**Directions**
Reproduce each line of the listing exactly.

**Material**

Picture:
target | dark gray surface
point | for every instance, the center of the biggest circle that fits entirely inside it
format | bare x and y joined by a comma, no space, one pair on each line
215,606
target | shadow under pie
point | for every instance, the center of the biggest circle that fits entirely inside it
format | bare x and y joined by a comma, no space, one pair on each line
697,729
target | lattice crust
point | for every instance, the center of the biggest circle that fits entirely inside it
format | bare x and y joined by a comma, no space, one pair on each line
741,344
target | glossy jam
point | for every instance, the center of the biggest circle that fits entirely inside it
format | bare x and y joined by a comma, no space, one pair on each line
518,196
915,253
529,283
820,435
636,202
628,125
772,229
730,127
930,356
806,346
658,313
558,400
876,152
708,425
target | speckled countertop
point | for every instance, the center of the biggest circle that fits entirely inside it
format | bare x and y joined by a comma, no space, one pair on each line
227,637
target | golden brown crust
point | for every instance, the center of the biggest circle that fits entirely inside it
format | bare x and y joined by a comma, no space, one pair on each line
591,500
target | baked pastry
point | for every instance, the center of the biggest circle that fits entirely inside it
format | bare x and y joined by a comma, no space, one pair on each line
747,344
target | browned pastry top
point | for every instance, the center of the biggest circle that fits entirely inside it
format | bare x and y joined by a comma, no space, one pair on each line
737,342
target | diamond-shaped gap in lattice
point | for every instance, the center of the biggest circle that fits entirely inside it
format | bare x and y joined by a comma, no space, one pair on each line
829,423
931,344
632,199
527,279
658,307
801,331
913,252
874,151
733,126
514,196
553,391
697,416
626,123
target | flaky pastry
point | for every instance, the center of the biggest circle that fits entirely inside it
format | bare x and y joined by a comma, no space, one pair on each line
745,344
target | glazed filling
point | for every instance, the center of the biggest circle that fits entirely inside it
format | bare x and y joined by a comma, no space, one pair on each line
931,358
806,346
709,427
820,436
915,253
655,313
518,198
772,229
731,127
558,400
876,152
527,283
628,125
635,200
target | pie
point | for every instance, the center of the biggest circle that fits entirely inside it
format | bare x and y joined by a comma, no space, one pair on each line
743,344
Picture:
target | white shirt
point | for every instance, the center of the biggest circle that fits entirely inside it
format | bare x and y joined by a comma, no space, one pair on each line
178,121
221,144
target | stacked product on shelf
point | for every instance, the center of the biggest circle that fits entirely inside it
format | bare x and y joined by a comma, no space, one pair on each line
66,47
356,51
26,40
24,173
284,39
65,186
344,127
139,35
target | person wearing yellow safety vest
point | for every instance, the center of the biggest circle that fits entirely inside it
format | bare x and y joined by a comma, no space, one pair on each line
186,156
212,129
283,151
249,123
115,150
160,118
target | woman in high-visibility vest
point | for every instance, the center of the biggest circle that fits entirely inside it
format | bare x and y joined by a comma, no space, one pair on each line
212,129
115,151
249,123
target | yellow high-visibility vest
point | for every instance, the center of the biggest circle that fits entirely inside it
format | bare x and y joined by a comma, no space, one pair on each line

**Solution for this exercise**
Picture:
target | dark gray surface
point | for every instance, the center of the biggest circle that fits entirely inside it
format | bare x and y joined by a comma, no space, one pair on each line
215,606
target | shadow under pie
point | for every instance, the center of the biggest circle that fits entirely inside it
format | bare x and y joined by a comma, no space, one pair on each line
697,729
target | lattice crust
point | for every instance, the center of the biggest circle that fits entirely inside it
format | bare x and y joined by a comma, no space, one pair on each line
741,344
target | glossy jam
point | for every instance, the center of the biggest circle that fits entirely inside it
format | bare x and y joined by a comma, no space, one pair on each line
518,196
915,253
529,283
820,435
636,202
628,125
772,229
730,127
930,356
806,346
658,313
558,400
876,152
708,425
target | speckled countertop
point | for every instance, the center of the biggest circle that fits entirely inside it
format | bare x and y joined by a comma, no space, one pair on each line
227,637
target | golden brown crust
point | for every instance, the center of the biggest circle that fits entirely inside it
format | bare x and y joined by a comma, no space, one pair on each line
591,500
target | baked pastry
point | for every instance, the center of the biggest circle that fits entirely inside it
format | bare x and y joined by a comma, no space, one pair on each line
747,344
target | browned pastry top
point | for every instance, the center of the biggest circle that fits entirely inside it
format | bare x and y joined by a comma, no space, one pair on each line
737,342
target | diamond-shaped gap in lattice
point | for every instance, the center of the biggest circle that fits entirely inside it
format | bare x and y joined by a comma, no space, one pair on each line
829,423
931,344
632,199
527,279
658,307
801,331
913,252
874,151
733,126
514,196
553,391
697,416
626,123
target | flaky pastry
point | for every instance, the center of the biggest circle that fits entirely inside it
format | bare x and y joined by a comma, no space, one pair on each line
745,344
target | glazed filling
point | for every instance, the center of the biggest circle that fits entirely inside it
format | bare x and y joined by a comma, no space, one pair on each line
931,358
806,346
709,427
820,436
915,253
655,313
518,198
772,229
731,127
558,400
876,152
527,283
628,125
635,200
target | pie
point | for every instance, the center of the biggest circle that fits entirely inside it
format | bare x and y joined by a comma, no space, one pair on each line
743,344
Picture:
target | white shirt
point | for every instance, the center of the biggest circle that fits entirely inside it
format | bare x and y joined by a comma, no space, one pair on each line
178,121
221,144
target | stacked product on shelf
point | for every instance, the center of the biggest circle that fits entirely inside it
format | bare x and y joined by a comma, no space, one pair on each line
66,47
356,51
26,40
24,173
284,39
65,186
344,127
139,35
target | person wearing yellow safety vest
point | for every instance, the center of the biggest circle that fits entirely inside it
format | bare x and y joined by a comma, no space, one pair on each line
186,156
212,129
283,151
249,123
115,150
160,118
target | woman in high-visibility vest
point | for every instance, the center of the biggest circle that fits entirely inside it
format | bare x and y joined by a comma, no space, one pair on each line
212,129
115,151
249,123
target | yellow high-visibility vest
point | for every instance, the center of the biggest circle that fits entirely inside it
format | bare x and y joined by a comma, no space, one pair on each line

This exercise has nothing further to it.